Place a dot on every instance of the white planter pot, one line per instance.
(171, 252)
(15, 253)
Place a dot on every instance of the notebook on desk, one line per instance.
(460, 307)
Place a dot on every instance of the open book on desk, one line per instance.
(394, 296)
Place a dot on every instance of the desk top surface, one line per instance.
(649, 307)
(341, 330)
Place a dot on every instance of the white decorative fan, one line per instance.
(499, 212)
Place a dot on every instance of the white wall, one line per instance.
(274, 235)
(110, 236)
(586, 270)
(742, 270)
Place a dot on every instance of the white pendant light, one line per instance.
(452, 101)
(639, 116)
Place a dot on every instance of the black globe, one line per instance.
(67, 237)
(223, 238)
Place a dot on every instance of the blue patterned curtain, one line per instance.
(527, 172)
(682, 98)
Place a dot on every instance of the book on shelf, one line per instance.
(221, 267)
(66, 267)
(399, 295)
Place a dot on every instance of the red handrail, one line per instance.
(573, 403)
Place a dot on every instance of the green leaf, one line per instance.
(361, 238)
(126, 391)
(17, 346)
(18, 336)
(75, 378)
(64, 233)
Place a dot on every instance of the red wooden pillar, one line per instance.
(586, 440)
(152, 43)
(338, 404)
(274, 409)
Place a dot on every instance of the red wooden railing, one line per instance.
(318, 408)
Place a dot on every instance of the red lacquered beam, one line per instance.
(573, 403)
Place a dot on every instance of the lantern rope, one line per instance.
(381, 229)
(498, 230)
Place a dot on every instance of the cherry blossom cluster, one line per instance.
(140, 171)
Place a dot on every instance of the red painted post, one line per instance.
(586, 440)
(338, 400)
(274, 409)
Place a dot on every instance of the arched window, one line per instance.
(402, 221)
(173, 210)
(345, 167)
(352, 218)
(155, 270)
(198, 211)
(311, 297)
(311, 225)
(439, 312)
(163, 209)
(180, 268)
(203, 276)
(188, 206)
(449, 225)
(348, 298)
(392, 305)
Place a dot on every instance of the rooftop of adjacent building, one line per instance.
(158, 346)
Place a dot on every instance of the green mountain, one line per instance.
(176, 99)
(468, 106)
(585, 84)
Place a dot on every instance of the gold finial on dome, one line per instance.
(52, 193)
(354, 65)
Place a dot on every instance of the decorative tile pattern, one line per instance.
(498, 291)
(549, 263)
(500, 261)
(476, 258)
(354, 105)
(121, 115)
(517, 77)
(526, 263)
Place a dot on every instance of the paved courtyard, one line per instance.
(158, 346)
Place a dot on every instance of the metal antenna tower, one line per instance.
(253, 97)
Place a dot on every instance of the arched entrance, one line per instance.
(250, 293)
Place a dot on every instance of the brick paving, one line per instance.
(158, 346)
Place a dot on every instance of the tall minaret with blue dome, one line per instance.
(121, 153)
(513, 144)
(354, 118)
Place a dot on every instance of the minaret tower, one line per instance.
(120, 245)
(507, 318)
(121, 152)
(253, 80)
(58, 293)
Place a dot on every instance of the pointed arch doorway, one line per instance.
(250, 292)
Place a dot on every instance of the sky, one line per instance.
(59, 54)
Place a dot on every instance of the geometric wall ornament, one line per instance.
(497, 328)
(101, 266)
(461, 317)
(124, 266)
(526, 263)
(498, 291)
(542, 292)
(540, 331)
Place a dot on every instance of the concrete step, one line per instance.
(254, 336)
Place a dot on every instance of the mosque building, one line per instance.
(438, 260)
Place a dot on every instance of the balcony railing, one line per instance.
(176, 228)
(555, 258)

──────

__Given task__
Rewrite every line of the items above as a JSON list of strings, with one string per line and blank lines omitted.

__Output of the exercise__
[
  "Place a dot on every instance of the white planter pot, one line per instance.",
  "(171, 252)",
  "(15, 253)",
  "Place a dot on every instance of the notebook on desk, one line per instance.",
  "(460, 307)",
  "Place a dot on every instance of the open book on desk, one line per instance.",
  "(394, 296)",
  "Place a dot on every instance of the desk top surface, one line per instance.",
  "(649, 307)",
  "(341, 330)",
  "Place a dot on every instance of the white decorative fan, one line per instance.",
  "(499, 212)",
  "Place a dot on every instance of the white wall, one line per instance.",
  "(274, 235)",
  "(110, 236)",
  "(586, 270)",
  "(742, 270)",
  "Place a dot on every instance of the white pendant light, one line per instance.",
  "(452, 101)",
  "(639, 116)",
  "Place a dot on every instance of the black globe, one line per instance.",
  "(67, 237)",
  "(223, 238)",
  "Place a dot on every instance of the blue patterned curtain, one line per instance.",
  "(527, 172)",
  "(682, 98)",
  "Place a dot on every instance of the book on shelf, one line per instance.",
  "(221, 267)",
  "(66, 267)",
  "(399, 295)",
  "Place a dot on every instance of the red handrail, one line per instance.",
  "(573, 403)",
  "Place a dot on every instance of the green leaf, one line per instance.",
  "(361, 238)",
  "(126, 391)",
  "(17, 346)",
  "(18, 336)",
  "(75, 378)",
  "(64, 233)",
  "Place a dot on every instance of the red wooden pillar, one line per instance.",
  "(586, 440)",
  "(152, 43)",
  "(338, 404)",
  "(274, 409)",
  "Place a dot on every instance of the red wooden railing, one line per instance.",
  "(318, 408)",
  "Place a dot on every instance of the red lacquered beam, one line per instance.",
  "(573, 403)",
  "Place a dot on every instance of the lantern rope, one line per instance.",
  "(381, 229)",
  "(498, 230)",
  "Place a dot on every instance of the cherry blossom cluster, one line per instance.",
  "(140, 171)",
  "Place a dot on every instance of the red painted post, one line per instance.",
  "(586, 440)",
  "(338, 400)",
  "(274, 409)",
  "Place a dot on every instance of the arched window, one line per instance.",
  "(402, 221)",
  "(173, 210)",
  "(345, 167)",
  "(352, 218)",
  "(155, 270)",
  "(198, 211)",
  "(311, 297)",
  "(311, 225)",
  "(439, 312)",
  "(163, 209)",
  "(180, 268)",
  "(203, 276)",
  "(188, 206)",
  "(449, 225)",
  "(348, 298)",
  "(392, 305)",
  "Place a dot on every instance of the rooftop of adjacent building, one line per instance.",
  "(158, 346)",
  "Place a dot on every instance of the green mountain, one line per instance.",
  "(176, 99)",
  "(468, 106)",
  "(585, 84)",
  "Place a dot on every instance of the gold finial on dome, one line per instance.",
  "(52, 193)",
  "(354, 65)",
  "Place a dot on every instance of the decorative tile pattern, one line per instance.",
  "(498, 291)",
  "(549, 263)",
  "(500, 261)",
  "(476, 258)",
  "(354, 105)",
  "(121, 115)",
  "(517, 77)",
  "(526, 263)",
  "Place a dot on every instance of the paved courtyard, one line per instance.",
  "(158, 346)",
  "Place a dot on every instance of the metal antenna tower, one line per instance.",
  "(253, 97)",
  "Place a dot on every instance of the arched entrance, one line per instance.",
  "(250, 293)",
  "Place a dot on every instance of the brick paving, one line per instance.",
  "(158, 346)",
  "Place a dot on every instance of the tall minaret with blue dome, one line per instance.",
  "(121, 153)",
  "(513, 144)",
  "(354, 118)",
  "Place a dot on every instance of the minaret tower, one line per instance.",
  "(120, 245)",
  "(507, 318)",
  "(121, 152)",
  "(253, 80)",
  "(58, 293)",
  "Place a dot on every instance of the pointed arch doorway, one line per instance.",
  "(250, 292)",
  "Place a dot on every instance of the sky, one line per instance.",
  "(59, 54)",
  "Place a dot on every instance of the geometric wall ornament, one line per instance.",
  "(497, 328)",
  "(101, 266)",
  "(461, 317)",
  "(124, 266)",
  "(526, 263)",
  "(498, 291)",
  "(542, 292)",
  "(540, 331)",
  "Place a dot on every instance of the concrete step, one line per instance.",
  "(254, 336)",
  "Place a dot on every instance of the mosque building, one line per instance.",
  "(438, 260)",
  "Place a dot on every instance of the balcony railing, one line per instance.",
  "(176, 228)",
  "(555, 258)"
]